Copy each of the following entries back without change.

Exercise input =
++++++++
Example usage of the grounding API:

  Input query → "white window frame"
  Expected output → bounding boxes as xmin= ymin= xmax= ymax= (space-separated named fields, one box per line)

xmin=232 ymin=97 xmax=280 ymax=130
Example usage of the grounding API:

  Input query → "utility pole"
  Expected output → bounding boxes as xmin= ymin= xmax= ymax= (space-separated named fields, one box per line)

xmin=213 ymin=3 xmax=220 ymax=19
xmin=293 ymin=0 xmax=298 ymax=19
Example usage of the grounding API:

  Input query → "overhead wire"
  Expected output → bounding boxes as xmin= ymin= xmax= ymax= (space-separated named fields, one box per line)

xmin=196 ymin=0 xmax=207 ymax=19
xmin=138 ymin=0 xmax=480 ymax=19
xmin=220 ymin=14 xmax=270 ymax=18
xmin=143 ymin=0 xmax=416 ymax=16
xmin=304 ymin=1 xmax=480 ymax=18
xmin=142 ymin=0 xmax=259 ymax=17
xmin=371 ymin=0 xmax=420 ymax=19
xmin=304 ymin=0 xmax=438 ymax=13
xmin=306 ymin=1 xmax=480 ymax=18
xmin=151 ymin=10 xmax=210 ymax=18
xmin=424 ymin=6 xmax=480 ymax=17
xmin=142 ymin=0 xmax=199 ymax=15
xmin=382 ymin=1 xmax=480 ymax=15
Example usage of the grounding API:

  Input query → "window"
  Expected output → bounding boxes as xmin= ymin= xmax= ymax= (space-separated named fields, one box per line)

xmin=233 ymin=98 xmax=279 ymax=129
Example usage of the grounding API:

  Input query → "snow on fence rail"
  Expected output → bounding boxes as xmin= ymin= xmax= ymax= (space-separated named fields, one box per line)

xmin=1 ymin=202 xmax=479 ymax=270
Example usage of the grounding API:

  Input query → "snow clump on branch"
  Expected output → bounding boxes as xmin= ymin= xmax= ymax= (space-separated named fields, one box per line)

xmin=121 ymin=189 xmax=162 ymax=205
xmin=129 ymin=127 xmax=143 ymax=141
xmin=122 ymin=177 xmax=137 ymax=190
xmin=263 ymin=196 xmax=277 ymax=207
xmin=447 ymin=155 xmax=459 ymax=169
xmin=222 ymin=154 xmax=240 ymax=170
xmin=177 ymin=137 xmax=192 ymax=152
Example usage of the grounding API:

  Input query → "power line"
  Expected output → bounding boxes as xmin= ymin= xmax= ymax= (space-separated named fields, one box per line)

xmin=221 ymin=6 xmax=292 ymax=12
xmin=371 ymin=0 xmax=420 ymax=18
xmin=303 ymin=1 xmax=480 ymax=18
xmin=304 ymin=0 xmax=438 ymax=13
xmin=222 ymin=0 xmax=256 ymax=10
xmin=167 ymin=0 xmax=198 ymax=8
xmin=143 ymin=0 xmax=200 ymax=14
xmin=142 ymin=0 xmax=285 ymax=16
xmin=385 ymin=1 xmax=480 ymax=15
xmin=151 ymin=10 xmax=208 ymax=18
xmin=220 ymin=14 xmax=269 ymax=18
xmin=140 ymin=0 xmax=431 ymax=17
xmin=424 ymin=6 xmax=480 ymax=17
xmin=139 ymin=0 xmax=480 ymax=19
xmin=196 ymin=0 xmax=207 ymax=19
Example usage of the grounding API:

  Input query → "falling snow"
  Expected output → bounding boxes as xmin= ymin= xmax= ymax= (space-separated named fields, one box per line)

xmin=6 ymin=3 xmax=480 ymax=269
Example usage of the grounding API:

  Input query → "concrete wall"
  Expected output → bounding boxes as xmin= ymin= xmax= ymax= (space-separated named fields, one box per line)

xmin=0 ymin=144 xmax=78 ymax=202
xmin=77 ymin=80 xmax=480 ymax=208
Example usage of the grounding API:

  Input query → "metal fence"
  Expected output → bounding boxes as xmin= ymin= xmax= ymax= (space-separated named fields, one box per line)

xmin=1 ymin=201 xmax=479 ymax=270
++++++++
Result of the task =
Example usage of the grounding API:

  Input query → "white window frame"
  Expected output → bounding boxes as xmin= ymin= xmax= ymax= (space-separated named fields, one box per line)

xmin=232 ymin=97 xmax=280 ymax=130
Example usage of the grounding API:

  Input query → "utility pole"
  Expected output → bounding boxes as xmin= ymin= xmax= ymax= (space-separated named fields, one box per line)

xmin=213 ymin=3 xmax=220 ymax=19
xmin=293 ymin=0 xmax=298 ymax=19
Example usage of the grounding API:

  Input query → "overhead wire"
  Expected output → bounding boxes as xmin= ymin= xmax= ymax= (space-separated named fields, one box per line)

xmin=196 ymin=0 xmax=207 ymax=19
xmin=138 ymin=0 xmax=480 ymax=19
xmin=220 ymin=14 xmax=270 ymax=18
xmin=143 ymin=0 xmax=416 ymax=16
xmin=304 ymin=1 xmax=480 ymax=18
xmin=142 ymin=0 xmax=259 ymax=17
xmin=371 ymin=0 xmax=420 ymax=19
xmin=304 ymin=0 xmax=438 ymax=13
xmin=306 ymin=1 xmax=480 ymax=18
xmin=151 ymin=10 xmax=210 ymax=18
xmin=424 ymin=6 xmax=480 ymax=17
xmin=142 ymin=0 xmax=199 ymax=15
xmin=382 ymin=1 xmax=480 ymax=15
Example usage of the grounding API:

  Input query → "window"
  Expected output → bounding boxes as xmin= ymin= xmax= ymax= (space-separated named fields, one box per line)

xmin=233 ymin=98 xmax=279 ymax=129
Example usage of the grounding API:

  Input query → "snow on fence rail"
  Expected output → bounding boxes as xmin= ymin= xmax= ymax= (space-separated named fields, one box per line)

xmin=1 ymin=202 xmax=479 ymax=270
Example usage of the grounding API:

  Input query → "snow clump on branch"
  Expected output → bounding boxes as xmin= ymin= xmax= ymax= (space-separated named fields, one box per line)

xmin=121 ymin=189 xmax=162 ymax=205
xmin=129 ymin=127 xmax=143 ymax=141
xmin=122 ymin=177 xmax=137 ymax=190
xmin=263 ymin=196 xmax=277 ymax=207
xmin=447 ymin=155 xmax=459 ymax=169
xmin=222 ymin=154 xmax=240 ymax=170
xmin=177 ymin=137 xmax=192 ymax=152
Example usage of the grounding API:

  Input query → "power line"
  Expected output → bounding boxes as xmin= ymin= xmax= ymax= (space-separated named fields, one box per line)

xmin=221 ymin=6 xmax=292 ymax=12
xmin=371 ymin=0 xmax=420 ymax=18
xmin=303 ymin=1 xmax=480 ymax=18
xmin=304 ymin=0 xmax=438 ymax=13
xmin=222 ymin=0 xmax=256 ymax=10
xmin=167 ymin=0 xmax=198 ymax=8
xmin=143 ymin=0 xmax=200 ymax=14
xmin=142 ymin=0 xmax=285 ymax=16
xmin=385 ymin=1 xmax=480 ymax=15
xmin=151 ymin=10 xmax=208 ymax=18
xmin=220 ymin=14 xmax=269 ymax=18
xmin=140 ymin=0 xmax=431 ymax=17
xmin=424 ymin=6 xmax=480 ymax=17
xmin=139 ymin=0 xmax=480 ymax=19
xmin=196 ymin=0 xmax=207 ymax=19
Example usage of the grounding API:

  Input query → "falling snow"
  Expected output → bounding boxes as xmin= ymin= xmax= ymax= (space-separated named fields, one box per line)

xmin=6 ymin=3 xmax=480 ymax=269
Example usage of the grounding API:

  Input query → "concrete wall"
  Expected output → bounding boxes as xmin= ymin= xmax= ymax= (space-separated named fields, one box per line)

xmin=0 ymin=144 xmax=78 ymax=202
xmin=77 ymin=80 xmax=480 ymax=208
Example usage of the grounding API:

  Input query → "metal fence"
  Expected output → bounding boxes as xmin= ymin= xmax= ymax= (space-separated named fields, one box per line)

xmin=1 ymin=201 xmax=479 ymax=270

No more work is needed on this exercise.